**Stated exercise:** Can you copy out every line of the records below, requests included, and shift each coordinate value in the answers up by 100?

**Records to process:**
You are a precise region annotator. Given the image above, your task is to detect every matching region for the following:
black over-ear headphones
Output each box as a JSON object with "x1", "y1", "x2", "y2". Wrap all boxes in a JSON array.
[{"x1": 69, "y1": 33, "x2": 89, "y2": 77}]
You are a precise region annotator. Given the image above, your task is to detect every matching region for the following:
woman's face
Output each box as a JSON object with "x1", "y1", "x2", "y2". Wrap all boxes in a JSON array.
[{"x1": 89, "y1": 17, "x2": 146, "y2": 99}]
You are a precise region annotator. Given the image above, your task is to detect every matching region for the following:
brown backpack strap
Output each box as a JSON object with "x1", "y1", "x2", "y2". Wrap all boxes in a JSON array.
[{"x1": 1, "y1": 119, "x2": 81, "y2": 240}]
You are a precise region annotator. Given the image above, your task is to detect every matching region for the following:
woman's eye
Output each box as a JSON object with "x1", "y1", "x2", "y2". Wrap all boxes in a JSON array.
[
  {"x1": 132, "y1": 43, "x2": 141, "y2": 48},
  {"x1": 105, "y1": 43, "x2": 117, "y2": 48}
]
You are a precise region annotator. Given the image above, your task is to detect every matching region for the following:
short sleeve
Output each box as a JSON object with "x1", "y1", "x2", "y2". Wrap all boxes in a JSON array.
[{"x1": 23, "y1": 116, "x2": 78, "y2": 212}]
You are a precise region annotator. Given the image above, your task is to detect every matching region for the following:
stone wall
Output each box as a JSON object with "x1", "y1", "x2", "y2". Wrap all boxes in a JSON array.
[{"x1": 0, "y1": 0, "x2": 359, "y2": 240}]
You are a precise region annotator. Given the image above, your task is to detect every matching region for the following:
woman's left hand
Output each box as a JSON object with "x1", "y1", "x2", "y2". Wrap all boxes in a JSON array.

**Written answer:**
You are a precise region annotator. Given the image above, your task is to detect every matching region for the following:
black over-ear headphones
Output each box as a JSON object with "x1", "y1", "x2", "y2". Wrap all boxes in a JSON array.
[{"x1": 169, "y1": 133, "x2": 189, "y2": 177}]
You are a precise region annotator. Given the image above, your task is to detect every matching region for the following:
woman's face
Output each box as a JSON object with "x1", "y1", "x2", "y2". Wrap all boxes in a JSON array.
[{"x1": 189, "y1": 117, "x2": 246, "y2": 199}]
You are a precise region annotator. Given the image above, your task is to detect every matching region for the following:
brown backpack strap
Output each box as a JSON object with "x1", "y1", "x2", "y2". Wrap all boxes in a JSON array.
[{"x1": 101, "y1": 219, "x2": 181, "y2": 340}]
You are a precise region annotator. Given the image above, your task is to detect every matching region for the following:
woman's eye
Output each box as a JSON object with "x1", "y1", "x2", "y2". Wrap all boxes in a JSON array.
[
  {"x1": 232, "y1": 143, "x2": 241, "y2": 148},
  {"x1": 205, "y1": 143, "x2": 217, "y2": 148}
]
You are a precise region annotator. Given the image above, your task is to detect every matching region for the following:
short sleeve
Output each box as a JSON object with "x1", "y1", "x2", "y2". Wrap all boxes in a JSON array.
[{"x1": 123, "y1": 216, "x2": 178, "y2": 312}]
You are a precise region annotator. Given the image above, your task is to detect every matching region for the following:
stone wall
Output each box as a JSON object with "x1", "y1", "x2", "y2". Wrap all boxes in a JSON array.
[{"x1": 100, "y1": 100, "x2": 459, "y2": 340}]
You are a precise region annotator. Given the image above, your task is to detect every matching region for the following:
woman's left hand
Output each box as a JSON object with "x1", "y1", "x2", "y2". Wrap all boxes in a JSON array.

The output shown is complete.